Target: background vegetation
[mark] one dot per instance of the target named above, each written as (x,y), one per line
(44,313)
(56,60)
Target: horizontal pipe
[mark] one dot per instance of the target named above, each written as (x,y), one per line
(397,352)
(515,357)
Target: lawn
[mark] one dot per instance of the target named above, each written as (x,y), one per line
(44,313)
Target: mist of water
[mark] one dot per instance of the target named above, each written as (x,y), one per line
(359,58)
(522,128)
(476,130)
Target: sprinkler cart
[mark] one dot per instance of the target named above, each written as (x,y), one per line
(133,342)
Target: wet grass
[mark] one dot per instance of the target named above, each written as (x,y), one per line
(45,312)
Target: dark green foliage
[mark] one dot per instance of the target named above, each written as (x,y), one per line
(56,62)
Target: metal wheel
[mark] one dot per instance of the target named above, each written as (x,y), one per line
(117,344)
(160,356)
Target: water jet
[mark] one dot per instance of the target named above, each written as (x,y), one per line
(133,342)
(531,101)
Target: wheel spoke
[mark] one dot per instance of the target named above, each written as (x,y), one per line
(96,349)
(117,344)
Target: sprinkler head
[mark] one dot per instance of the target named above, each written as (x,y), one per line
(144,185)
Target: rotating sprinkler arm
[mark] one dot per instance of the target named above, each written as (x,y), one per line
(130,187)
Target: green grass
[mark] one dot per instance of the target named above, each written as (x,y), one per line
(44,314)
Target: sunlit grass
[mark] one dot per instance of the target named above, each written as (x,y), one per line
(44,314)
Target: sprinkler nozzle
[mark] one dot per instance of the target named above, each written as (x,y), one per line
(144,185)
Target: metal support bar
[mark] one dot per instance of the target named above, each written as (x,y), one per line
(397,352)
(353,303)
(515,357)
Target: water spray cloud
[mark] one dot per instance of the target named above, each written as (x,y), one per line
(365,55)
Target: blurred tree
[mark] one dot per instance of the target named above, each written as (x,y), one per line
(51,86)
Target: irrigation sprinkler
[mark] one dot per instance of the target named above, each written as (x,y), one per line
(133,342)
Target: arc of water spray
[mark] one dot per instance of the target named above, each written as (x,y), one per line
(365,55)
::::::::
__WORK TASK__. Give back the listing exactly, please, from its first line to the line containing "Target: green grass", inclusive, and nothing past that line.

__TASK ANSWER__.
Target: background vegetation
[mark] one dot per instance of the target named above, each written as (x,y), one per line
(44,313)
(56,60)
Target: horizontal pipe
[mark] one dot per instance of the target named above, each written as (x,y), one per line
(397,352)
(515,357)
Target: lawn
[mark] one dot per instance of the target named above, each written as (x,y), one per line
(44,313)
Target: mist of water
[mark] one dot per instance of the target named above, each written as (x,y), one per line
(359,58)
(522,128)
(476,130)
Target: sprinkler cart
[mark] one dot per instance of the target named above, each written as (x,y), one per line
(133,342)
Target: wet grass
[mark] one dot per instance of the target named above, each written as (x,y), one per line
(45,312)
Target: dark green foliage
[mark] one dot per instance of the target named above, each written as (x,y), one per line
(56,62)
Target: metal wheel
[mark] one dot per instance of the target named above, each written as (x,y), one per line
(117,344)
(160,356)
Target: water jet
[mark] one dot per instance of the target named above, each written as (x,y), one per line
(133,342)
(531,101)
Target: wheel spoke
[mark] one dot per instance of the target named above, each written as (x,y), one per line
(96,349)
(117,344)
Target: sprinkler head
[mark] one dot per instance of the target named above, each written as (x,y), one per line
(144,185)
Target: rotating sprinkler arm
[mark] one dot per instance of the target named above, each written as (x,y), one per line
(130,187)
Target: green grass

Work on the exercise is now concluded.